[START OF SUPPLIED TEXT]

Modern Homemakers

Teaching Your Children Money Matters by Rose Fres Fausto

It’s never too early to teach your children about money. Financial expert Rose Fres Fausto shares how parents can be their children’s effective money teachers.

Parents are the best teachers to their children when it comes to money behavior. You may not be confident about your own FQ (Financial Quotient—your ability to make sound decisions and actions in handling your finances), but your children will consciously or unconsciously acquire your money behavior.

Teach them to save up and be wise with their money while young—and learn other helpful tips as a money teacher from Rose Fres Fausto.

1. Open a bank account for your children as soon as they are born.

If you were not able to do this back then, do it now. Put all their angpaos, cash gifts, and other financial assets received in their account so that there is no commingling of funds from the start. You can do this by opening In Trust For (ITF) accounts for minors. When they start asking questions about money, wouldn’t it be great if you already have something to show them?

2. Be clear about the difference between needs and wants.

Needs are the things we can’t live without and wants are the things that are nice to have. Simple to define but the reality is that there is no universal way of categorizing needs and wants across families. You will have to figure out what these are for your own family and communicate them clearly to your children.

3. For young children, add books about money to your bedtime stories.

The Retelling of The Richest Man in Babylon is a story and activity book that you can read to your children regularly so that they will have a head start on the basic laws of money.

4. Have open and healthy communications about money.

Do not treat money as a taboo topic. In talking about money, always add the dimension of it being a tool to fulfill your core values.

5. Teach them the three basic laws of money.

a. Pay yourself first. This is teaching them the correct mindset about savings—i.e. it is not depriving oneself, but prioritizing oneself, especially for one’s future. Hack: Automate their savings. When giving them an allowance, direct a portion, say 20%, to their savings and investment account automatically.

b. Get only into a business that you understand and seek advice only from competent people. Encourage them to hone their God-given gifts because these will be future sources of income. Warn them against financial scams disguised as money experts.

c. Make your gold work for you. Make an army of golden slaves before you buy luxury. This is the lesson on delaying gratification. Shopping is fun but beware of the example you are showing your children. Tip: Buy luxury only if you can afford to buy 10 pieces of it.

6. Go beyond saving lessons and wow them with the magic of compounding.

Sometimes parents are too scared to invest their children’s money because they want to keep them safe. While it is right to keep their money safe, it is not wise to keep their huge cash gifts from generous grandparents and godparents sitting idle in savings accounts.

[END OF SUPPLIED TEXT]
[START OF ITEMS]

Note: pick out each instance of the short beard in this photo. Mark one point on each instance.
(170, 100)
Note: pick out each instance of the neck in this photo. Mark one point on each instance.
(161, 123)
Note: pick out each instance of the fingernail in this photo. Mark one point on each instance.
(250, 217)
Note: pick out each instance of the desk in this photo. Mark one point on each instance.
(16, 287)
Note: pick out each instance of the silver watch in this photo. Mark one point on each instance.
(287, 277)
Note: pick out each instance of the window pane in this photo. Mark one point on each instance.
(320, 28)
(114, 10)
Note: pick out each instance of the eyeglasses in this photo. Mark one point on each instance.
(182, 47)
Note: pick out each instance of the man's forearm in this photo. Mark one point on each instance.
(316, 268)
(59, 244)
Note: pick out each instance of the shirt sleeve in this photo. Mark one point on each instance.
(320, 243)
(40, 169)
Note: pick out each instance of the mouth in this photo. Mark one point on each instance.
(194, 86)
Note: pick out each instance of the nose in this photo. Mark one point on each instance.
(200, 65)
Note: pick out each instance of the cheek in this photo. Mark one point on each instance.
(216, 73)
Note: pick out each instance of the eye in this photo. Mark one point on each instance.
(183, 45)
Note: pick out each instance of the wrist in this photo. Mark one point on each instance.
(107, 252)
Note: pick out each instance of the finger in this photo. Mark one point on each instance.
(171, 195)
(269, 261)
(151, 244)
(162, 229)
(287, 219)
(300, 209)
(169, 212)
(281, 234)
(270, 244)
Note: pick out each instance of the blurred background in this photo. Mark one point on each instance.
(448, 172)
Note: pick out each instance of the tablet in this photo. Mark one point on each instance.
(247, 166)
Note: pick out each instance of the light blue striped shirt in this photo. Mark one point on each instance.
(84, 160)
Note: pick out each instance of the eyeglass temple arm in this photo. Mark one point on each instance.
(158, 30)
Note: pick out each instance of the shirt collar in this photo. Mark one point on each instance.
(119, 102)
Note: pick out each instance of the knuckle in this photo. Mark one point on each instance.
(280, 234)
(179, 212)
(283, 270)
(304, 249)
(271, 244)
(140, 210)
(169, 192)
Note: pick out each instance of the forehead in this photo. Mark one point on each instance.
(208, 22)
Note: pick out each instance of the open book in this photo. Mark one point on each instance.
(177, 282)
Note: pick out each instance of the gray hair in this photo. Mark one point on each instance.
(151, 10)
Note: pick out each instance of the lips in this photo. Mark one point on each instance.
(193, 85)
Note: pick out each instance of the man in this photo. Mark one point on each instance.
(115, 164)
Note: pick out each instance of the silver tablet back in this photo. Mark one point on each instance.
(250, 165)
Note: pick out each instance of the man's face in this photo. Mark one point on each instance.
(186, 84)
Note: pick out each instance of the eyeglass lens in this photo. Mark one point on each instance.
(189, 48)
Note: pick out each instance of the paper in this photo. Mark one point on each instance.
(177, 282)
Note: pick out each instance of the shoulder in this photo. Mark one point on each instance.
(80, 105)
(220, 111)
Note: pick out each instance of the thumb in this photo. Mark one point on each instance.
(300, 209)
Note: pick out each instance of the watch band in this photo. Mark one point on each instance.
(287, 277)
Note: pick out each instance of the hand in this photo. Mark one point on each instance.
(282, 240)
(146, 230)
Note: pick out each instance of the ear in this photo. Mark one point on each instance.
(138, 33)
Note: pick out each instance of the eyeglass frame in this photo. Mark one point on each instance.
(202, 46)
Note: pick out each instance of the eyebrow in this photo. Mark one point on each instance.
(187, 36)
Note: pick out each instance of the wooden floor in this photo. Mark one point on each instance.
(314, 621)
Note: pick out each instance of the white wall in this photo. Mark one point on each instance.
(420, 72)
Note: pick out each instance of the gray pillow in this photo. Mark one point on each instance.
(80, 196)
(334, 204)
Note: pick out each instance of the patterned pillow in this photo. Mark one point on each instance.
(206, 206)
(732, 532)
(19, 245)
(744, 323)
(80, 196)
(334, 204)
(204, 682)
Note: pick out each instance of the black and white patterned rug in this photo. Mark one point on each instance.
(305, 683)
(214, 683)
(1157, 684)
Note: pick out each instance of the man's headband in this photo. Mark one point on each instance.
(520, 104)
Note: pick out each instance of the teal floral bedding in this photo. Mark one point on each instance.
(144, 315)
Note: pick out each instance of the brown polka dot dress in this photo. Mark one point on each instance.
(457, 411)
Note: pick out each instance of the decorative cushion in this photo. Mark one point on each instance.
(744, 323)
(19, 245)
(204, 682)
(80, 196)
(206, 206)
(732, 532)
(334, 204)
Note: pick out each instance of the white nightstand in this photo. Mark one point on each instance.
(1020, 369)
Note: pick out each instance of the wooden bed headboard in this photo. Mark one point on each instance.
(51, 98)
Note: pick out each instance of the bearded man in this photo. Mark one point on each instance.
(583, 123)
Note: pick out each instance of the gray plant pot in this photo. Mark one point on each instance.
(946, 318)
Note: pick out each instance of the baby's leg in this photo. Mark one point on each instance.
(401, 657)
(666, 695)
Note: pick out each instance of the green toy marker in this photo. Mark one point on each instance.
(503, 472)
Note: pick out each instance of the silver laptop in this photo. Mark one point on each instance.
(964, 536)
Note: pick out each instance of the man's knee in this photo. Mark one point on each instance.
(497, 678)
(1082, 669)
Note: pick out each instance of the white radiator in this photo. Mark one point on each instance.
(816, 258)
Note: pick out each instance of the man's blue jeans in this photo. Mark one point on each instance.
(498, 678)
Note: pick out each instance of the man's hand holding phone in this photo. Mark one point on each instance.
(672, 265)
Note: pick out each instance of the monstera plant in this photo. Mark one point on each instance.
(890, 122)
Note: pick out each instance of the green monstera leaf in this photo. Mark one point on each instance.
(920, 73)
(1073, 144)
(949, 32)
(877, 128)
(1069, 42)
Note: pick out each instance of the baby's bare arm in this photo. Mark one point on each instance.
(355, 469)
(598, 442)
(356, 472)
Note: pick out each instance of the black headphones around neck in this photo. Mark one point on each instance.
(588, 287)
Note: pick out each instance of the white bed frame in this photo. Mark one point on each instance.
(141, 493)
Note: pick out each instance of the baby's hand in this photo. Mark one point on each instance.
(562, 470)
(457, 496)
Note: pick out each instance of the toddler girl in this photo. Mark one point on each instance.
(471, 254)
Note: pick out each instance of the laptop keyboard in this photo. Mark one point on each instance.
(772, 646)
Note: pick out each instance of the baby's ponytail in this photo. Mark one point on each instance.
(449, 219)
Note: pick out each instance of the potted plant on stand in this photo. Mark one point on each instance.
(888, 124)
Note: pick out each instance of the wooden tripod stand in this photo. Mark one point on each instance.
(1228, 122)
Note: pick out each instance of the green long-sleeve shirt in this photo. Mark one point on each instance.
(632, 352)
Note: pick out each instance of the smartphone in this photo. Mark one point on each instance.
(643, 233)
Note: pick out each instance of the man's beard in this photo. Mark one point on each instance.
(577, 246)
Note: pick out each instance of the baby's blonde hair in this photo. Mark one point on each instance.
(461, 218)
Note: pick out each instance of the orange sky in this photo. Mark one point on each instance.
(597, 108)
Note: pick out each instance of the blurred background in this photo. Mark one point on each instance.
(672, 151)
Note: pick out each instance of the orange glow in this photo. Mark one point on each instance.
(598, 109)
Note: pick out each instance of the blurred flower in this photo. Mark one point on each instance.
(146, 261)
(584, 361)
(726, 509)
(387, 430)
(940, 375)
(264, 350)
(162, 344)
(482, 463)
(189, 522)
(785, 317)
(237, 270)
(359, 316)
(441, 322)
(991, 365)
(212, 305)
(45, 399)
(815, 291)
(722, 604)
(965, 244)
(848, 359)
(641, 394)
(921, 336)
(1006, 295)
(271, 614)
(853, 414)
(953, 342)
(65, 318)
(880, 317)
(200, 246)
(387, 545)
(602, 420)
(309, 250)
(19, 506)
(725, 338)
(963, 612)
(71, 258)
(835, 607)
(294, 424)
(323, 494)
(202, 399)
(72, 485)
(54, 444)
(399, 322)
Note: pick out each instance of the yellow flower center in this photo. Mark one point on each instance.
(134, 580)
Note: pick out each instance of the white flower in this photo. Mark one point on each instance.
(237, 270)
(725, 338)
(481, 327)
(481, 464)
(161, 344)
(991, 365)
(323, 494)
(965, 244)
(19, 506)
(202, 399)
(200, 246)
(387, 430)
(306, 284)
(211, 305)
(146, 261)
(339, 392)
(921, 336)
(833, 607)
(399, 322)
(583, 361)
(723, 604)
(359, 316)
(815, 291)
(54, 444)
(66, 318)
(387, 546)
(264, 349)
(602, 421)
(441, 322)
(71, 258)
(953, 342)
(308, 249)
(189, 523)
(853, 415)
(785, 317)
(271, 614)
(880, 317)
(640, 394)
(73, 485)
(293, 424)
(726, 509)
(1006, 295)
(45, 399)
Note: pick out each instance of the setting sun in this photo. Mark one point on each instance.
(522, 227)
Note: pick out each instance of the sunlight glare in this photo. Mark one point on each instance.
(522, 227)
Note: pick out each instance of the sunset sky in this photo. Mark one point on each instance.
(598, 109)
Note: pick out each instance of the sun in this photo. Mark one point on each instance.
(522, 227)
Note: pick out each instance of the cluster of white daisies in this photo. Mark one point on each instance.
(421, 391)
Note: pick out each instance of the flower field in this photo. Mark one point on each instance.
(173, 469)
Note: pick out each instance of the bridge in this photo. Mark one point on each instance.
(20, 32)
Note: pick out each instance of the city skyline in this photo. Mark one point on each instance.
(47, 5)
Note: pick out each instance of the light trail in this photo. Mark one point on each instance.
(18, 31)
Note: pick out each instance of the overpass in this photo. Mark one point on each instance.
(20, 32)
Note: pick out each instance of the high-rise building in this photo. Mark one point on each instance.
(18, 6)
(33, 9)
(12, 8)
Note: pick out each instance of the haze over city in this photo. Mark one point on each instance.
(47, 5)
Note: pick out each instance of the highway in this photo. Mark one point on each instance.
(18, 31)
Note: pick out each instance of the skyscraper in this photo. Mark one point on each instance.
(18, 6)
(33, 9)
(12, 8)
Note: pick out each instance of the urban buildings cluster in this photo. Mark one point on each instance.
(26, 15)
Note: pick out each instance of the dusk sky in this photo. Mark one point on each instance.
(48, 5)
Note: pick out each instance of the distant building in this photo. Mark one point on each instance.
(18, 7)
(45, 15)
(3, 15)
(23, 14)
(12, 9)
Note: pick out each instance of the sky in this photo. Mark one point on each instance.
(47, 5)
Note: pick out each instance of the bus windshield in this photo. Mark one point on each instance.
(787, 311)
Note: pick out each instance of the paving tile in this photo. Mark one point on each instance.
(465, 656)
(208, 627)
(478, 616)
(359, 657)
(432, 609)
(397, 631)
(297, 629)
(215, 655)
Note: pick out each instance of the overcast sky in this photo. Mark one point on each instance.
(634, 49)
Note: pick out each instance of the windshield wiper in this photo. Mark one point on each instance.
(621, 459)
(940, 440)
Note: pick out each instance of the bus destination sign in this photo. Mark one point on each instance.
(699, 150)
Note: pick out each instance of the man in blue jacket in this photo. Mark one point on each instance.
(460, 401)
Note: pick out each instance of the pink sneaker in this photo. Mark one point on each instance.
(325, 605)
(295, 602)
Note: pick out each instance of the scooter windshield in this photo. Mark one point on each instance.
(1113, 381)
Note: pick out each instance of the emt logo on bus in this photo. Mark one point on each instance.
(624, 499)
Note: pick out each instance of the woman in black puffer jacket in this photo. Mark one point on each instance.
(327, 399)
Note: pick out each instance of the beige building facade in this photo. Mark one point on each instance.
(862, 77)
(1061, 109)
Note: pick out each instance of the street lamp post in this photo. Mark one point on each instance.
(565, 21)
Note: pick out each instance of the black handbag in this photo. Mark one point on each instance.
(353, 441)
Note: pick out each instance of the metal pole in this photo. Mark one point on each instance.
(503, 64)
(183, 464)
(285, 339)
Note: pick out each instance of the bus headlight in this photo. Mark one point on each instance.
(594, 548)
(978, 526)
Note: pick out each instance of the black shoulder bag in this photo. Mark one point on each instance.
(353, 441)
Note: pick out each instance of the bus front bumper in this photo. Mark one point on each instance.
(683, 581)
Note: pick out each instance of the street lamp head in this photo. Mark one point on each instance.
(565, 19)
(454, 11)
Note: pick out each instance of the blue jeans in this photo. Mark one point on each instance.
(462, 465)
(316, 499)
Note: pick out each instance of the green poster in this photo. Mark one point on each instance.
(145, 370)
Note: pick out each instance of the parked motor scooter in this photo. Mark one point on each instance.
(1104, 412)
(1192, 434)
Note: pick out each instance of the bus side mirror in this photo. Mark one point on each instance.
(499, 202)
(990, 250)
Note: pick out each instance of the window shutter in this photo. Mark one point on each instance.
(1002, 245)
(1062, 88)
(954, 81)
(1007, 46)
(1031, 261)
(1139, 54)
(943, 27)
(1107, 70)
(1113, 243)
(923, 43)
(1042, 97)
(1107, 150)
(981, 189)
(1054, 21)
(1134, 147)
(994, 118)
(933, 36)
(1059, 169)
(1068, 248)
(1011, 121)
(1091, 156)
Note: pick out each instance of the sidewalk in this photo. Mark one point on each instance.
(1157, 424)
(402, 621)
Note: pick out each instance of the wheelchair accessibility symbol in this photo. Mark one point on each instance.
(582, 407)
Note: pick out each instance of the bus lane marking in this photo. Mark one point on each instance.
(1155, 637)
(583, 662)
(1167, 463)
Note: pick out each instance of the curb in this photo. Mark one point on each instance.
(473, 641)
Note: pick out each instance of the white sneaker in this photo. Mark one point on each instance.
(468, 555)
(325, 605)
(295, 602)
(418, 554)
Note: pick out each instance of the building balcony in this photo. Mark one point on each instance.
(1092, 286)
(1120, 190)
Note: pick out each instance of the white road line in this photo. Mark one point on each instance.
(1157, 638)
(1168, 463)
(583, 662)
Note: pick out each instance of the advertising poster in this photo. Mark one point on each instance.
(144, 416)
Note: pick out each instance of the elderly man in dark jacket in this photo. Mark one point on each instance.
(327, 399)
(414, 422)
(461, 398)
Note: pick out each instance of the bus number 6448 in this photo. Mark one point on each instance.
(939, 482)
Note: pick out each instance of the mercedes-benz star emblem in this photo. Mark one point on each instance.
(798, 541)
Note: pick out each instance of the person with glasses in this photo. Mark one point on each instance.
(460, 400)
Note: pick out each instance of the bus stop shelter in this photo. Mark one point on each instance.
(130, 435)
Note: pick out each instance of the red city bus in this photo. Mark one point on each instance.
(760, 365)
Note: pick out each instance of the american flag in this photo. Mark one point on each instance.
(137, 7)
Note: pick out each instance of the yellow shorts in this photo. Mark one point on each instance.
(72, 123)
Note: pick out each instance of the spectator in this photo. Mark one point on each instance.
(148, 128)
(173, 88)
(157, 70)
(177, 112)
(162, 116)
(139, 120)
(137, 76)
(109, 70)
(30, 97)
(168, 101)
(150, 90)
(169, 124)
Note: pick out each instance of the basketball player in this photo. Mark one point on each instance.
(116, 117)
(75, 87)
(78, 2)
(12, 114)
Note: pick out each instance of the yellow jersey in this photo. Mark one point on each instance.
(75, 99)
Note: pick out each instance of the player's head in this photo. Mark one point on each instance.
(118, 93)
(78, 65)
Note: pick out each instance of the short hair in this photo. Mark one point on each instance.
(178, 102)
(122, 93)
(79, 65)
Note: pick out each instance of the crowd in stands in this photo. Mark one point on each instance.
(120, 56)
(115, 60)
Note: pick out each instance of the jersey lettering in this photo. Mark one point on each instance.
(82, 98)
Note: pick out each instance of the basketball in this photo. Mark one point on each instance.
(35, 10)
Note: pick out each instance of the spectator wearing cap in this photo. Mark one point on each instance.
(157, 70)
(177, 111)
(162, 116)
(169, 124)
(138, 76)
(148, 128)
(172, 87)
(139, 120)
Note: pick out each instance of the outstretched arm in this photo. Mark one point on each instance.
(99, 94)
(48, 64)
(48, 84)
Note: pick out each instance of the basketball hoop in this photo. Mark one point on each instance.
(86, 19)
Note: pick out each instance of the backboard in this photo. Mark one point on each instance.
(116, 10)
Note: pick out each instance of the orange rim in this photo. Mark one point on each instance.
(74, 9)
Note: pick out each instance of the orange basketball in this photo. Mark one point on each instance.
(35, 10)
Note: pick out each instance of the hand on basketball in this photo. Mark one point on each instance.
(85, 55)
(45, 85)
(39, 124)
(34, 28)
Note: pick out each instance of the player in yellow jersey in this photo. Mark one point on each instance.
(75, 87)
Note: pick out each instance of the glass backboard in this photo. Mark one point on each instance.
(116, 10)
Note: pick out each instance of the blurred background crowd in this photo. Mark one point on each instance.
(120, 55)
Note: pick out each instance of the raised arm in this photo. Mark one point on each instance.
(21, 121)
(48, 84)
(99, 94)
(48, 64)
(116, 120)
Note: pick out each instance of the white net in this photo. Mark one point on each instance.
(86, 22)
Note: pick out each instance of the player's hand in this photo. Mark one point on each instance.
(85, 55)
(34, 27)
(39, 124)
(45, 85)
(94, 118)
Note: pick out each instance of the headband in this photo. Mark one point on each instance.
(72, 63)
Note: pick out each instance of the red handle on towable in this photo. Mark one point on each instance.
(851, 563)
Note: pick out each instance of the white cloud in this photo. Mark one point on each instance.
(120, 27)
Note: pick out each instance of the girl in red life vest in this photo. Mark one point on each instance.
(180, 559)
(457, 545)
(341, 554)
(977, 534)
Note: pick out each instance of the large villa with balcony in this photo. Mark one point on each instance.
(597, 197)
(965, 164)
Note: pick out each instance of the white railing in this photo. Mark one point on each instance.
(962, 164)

[END OF ITEMS]

▶ **GIVEN REQUEST 1**: According to the article on teaching children about money, what share of an allowance is suggested as the portion to direct automatically to savings?
▶ **GIVEN REQUEST 2**: List every line in the entries that contains the word "lamp".

▶ **FULL SOLUTION 1**: About 20%.

▶ **FULL SOLUTION 2**:
Note: pick out each instance of the street lamp post in this photo. Mark one point on each instance.
Note: pick out each instance of the street lamp head in this photo. Mark one point on each instance.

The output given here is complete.